_Direction:_ Copy each of the records below word for word, keeping every line unchanged.

_Data provided:_
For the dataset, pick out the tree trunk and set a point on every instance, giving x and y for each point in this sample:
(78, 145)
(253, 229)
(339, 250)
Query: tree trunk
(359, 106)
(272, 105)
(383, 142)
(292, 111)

_Exercise result:_
For the dataset, pick out the tree trunk and set a point on every instance, giving x and y for each point in this sample:
(78, 145)
(253, 229)
(339, 250)
Query: tree trunk
(359, 106)
(272, 105)
(383, 142)
(292, 111)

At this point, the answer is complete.